- _DATA SUPPLIED_
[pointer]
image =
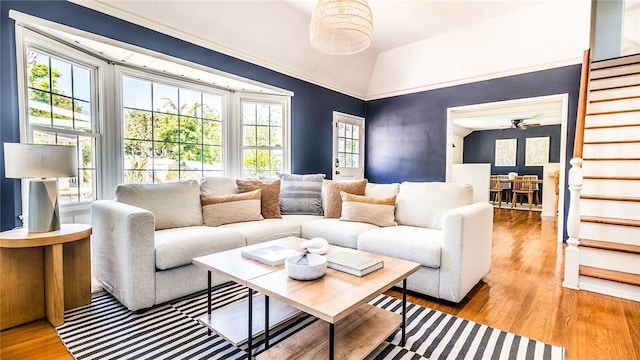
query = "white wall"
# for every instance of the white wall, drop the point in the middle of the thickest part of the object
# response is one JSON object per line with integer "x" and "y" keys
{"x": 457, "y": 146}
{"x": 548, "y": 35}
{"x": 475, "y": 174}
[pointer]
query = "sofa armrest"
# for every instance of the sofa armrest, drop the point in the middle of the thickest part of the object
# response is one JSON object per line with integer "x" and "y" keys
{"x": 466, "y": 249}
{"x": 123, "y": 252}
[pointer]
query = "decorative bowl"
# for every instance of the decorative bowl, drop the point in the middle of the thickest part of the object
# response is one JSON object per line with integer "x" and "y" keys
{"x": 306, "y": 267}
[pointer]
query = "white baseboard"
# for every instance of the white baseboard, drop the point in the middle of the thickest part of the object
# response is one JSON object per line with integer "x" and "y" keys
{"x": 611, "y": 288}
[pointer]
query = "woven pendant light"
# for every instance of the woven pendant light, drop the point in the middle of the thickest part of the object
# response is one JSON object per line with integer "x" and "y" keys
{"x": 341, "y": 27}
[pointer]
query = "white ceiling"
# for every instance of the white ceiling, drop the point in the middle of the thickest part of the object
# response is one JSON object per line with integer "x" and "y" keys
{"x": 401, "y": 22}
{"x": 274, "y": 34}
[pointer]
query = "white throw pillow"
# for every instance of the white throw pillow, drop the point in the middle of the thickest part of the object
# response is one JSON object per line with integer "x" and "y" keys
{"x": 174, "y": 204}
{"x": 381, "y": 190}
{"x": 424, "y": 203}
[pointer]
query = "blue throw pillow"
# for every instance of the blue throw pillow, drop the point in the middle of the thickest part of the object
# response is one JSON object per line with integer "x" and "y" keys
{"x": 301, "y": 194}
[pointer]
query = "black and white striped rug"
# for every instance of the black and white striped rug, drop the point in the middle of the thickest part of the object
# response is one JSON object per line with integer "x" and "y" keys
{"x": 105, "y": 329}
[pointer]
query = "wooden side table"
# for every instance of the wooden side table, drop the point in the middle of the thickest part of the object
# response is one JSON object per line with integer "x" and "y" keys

- _WHAT YOU ARE ASKED TO DO_
All lines from the one containing "# for every instance of the woven" through the end of the listing above are to be restated word for word, and no others.

- _WRITTEN ANSWER_
# for every instance of the woven pendant light, drop the point in the middle of the thickest part of the object
# response is one JSON object per line with integer "x" and "y" keys
{"x": 341, "y": 27}
[pointer]
query = "white ceiling"
# for every instance of the white ceiling, drop the point in the middle of the thickest part of the object
# response is one JSON object per line with integer "x" and "y" keys
{"x": 401, "y": 22}
{"x": 274, "y": 34}
[pointer]
query = "white throw pillow"
# for every instance of the white throw pillow, drop the point in the middle of the thickest part of the object
# response is one JSON object per line with integer "x" and "y" keys
{"x": 174, "y": 204}
{"x": 381, "y": 190}
{"x": 424, "y": 203}
[pointer]
query = "blue throw pillow"
# for every instance of the blue throw pillow, drop the point in the middle of the thickest part of the object
# response is one JSON object per line with integer "x" and "y" keys
{"x": 301, "y": 194}
[pointer]
query = "black and white striped rug"
# for every instance of the black and white striped rug, drop the point in the middle of the thickest part of the object
# response is one JSON object per line with integer "x" and "y" keys
{"x": 105, "y": 329}
[pointer]
query = "wooden side table"
# for every instance of the wooden side table, drop the point in the middle of the thickest part of the object
# response is one JSON object per line with integer "x" and "y" keys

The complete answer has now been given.